* [PROBLEM DESCRIPTION] Where the records below reach the line containing "grain and record integer pixel coordinates.", start transcribing, and end with the line containing "salad and record integer pixel coordinates.", exactly and with nothing else added.

* [SUPPLIED DATA]

::::

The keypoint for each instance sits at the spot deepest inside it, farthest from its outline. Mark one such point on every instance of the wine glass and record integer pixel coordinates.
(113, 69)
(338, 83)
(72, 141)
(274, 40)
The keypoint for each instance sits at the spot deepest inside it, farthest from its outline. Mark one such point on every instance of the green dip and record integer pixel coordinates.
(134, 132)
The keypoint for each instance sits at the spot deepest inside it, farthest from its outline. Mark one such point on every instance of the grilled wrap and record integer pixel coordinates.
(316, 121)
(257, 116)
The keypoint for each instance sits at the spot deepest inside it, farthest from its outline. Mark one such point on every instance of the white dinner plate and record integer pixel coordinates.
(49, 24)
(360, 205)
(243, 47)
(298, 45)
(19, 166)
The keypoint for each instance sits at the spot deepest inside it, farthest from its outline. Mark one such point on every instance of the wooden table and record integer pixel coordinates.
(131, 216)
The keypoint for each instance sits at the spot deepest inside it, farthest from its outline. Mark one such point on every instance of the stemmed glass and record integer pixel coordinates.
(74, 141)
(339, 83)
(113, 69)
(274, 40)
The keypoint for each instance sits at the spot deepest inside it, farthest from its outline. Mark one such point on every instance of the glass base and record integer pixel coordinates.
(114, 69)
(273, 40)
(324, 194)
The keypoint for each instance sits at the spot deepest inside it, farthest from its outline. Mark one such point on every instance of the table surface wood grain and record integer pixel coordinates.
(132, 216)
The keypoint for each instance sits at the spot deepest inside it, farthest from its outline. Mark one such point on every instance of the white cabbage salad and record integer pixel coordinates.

::::

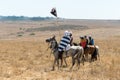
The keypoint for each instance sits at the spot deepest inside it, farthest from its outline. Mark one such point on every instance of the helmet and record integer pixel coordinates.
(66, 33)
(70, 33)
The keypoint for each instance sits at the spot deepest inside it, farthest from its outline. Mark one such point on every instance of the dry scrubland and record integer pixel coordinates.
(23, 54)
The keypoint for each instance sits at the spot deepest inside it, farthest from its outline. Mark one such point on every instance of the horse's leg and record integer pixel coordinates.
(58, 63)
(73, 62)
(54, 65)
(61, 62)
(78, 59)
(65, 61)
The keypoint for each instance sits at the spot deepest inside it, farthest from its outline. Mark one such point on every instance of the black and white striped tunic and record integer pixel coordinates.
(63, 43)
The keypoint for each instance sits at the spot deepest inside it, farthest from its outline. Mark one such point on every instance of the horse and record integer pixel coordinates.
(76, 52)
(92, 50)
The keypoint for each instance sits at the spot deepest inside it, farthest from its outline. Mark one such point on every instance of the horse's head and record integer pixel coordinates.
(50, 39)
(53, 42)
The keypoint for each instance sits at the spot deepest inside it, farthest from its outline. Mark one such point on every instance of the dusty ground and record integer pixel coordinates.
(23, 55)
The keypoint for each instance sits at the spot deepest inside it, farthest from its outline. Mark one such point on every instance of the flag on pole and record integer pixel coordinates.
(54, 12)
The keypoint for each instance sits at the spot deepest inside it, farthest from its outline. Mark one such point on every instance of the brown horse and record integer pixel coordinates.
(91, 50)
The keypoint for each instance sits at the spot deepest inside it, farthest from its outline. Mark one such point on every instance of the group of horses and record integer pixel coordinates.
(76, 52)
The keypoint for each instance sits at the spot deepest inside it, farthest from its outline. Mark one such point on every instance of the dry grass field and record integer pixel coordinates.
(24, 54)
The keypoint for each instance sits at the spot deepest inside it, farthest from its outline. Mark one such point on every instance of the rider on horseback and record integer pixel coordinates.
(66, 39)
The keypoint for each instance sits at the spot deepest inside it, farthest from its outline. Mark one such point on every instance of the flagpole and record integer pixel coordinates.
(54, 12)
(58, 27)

::::

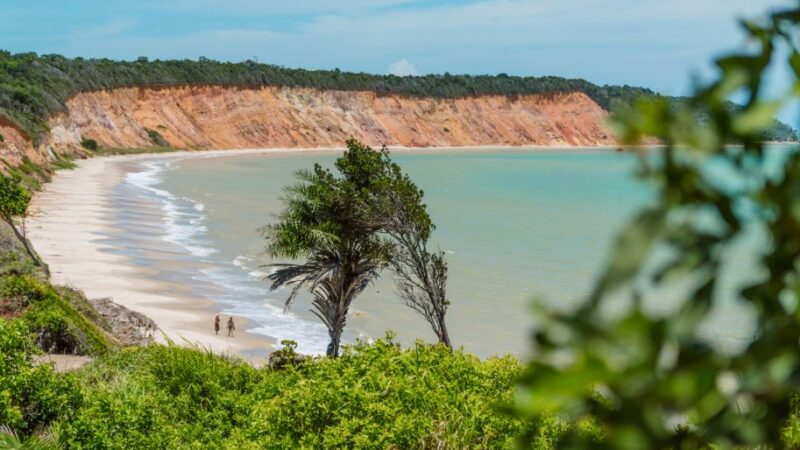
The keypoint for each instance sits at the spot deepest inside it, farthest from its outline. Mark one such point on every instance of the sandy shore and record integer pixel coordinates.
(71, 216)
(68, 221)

::::

* [WRITTEN ANSWER]
The keypoint for each instance sits at the spot deepest inside it, farthest from its outline. Mark one such point on every instance of the table surface wood grain and record integer pixel coordinates.
(132, 216)
The keypoint for each instance sits at the spot deepest inside it, farthest from its outline. Mark one such point on every instance of the white cabbage salad and record integer pixel coordinates.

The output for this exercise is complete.